- **WORK INSTRUCTIONS**: Take from the records below each line that holds "target".

- **LISTED ENTRIES**:

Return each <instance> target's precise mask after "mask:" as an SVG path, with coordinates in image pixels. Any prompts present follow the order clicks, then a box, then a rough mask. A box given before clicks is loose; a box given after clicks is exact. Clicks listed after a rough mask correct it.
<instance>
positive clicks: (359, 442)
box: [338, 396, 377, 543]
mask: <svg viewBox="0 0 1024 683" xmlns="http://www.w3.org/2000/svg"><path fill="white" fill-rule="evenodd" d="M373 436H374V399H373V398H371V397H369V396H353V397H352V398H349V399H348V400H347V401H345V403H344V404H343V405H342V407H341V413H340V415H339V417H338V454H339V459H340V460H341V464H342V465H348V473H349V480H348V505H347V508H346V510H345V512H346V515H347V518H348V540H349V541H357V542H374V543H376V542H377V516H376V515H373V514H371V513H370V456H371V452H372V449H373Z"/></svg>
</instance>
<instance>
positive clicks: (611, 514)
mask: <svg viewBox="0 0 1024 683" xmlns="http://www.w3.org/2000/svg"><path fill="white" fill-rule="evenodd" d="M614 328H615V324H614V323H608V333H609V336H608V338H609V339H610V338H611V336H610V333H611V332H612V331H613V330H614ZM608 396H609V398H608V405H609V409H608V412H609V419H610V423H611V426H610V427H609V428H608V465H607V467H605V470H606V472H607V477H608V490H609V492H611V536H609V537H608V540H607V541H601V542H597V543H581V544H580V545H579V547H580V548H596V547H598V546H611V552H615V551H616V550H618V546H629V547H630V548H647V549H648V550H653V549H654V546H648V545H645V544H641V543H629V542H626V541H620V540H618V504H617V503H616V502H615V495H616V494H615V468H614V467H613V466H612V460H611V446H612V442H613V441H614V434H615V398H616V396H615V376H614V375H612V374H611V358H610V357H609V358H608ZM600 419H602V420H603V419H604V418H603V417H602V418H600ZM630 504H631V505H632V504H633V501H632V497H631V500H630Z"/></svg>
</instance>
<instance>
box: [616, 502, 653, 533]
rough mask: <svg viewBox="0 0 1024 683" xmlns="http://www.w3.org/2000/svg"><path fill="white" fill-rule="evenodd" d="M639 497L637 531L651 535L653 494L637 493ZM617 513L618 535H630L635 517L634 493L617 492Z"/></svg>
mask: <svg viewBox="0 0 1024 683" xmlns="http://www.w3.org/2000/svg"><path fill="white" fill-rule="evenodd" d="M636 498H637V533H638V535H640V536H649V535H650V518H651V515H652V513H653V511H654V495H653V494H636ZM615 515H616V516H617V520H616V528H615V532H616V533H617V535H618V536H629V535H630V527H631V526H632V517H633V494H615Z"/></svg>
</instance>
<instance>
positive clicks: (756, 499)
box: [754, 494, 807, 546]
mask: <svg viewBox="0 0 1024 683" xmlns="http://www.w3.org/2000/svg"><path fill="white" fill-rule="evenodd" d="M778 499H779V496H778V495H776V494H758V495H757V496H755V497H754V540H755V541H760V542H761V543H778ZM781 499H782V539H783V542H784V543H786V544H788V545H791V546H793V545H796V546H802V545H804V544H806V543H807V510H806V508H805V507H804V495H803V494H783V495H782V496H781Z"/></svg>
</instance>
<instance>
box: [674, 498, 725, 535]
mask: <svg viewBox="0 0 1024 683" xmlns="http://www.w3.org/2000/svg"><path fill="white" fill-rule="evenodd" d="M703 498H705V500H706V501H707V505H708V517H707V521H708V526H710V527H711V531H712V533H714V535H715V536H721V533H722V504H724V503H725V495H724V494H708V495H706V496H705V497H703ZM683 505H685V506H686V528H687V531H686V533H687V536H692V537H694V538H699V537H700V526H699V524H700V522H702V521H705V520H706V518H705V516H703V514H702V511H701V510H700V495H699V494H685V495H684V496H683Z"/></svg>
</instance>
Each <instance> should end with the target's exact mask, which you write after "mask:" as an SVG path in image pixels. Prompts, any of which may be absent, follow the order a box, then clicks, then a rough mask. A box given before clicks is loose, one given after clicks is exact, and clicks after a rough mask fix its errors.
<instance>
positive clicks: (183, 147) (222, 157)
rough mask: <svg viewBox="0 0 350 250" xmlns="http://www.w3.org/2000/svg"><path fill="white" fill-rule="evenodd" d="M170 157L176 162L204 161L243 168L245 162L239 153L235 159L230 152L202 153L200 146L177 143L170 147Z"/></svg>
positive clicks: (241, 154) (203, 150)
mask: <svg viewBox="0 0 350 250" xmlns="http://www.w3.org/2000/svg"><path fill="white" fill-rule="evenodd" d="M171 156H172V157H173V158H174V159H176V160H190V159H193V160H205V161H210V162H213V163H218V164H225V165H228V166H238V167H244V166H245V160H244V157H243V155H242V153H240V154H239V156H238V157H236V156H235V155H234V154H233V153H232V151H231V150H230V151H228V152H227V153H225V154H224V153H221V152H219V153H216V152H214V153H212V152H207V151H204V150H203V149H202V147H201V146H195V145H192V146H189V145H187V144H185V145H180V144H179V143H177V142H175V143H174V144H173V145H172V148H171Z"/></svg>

- **ANSWER TO THIS EXERCISE**:
Return each <instance> target's precise mask after "mask:" as an SVG path, with coordinates in image pixels. Any prompts present follow the order clicks, then a box, then a rough mask. A box given before clicks is loose; a box given after clicks is exact. Clicks listed after a rough mask correct it.
Each <instance> should end with the target's exact mask, which you write after "mask:" as an SVG path in image pixels. Prompts, any of which may be absent, follow the order a box, then clicks, then a rough mask. A box given before clicks is loose, one given after clicks is exact, and clicks after a rough mask fix its errors.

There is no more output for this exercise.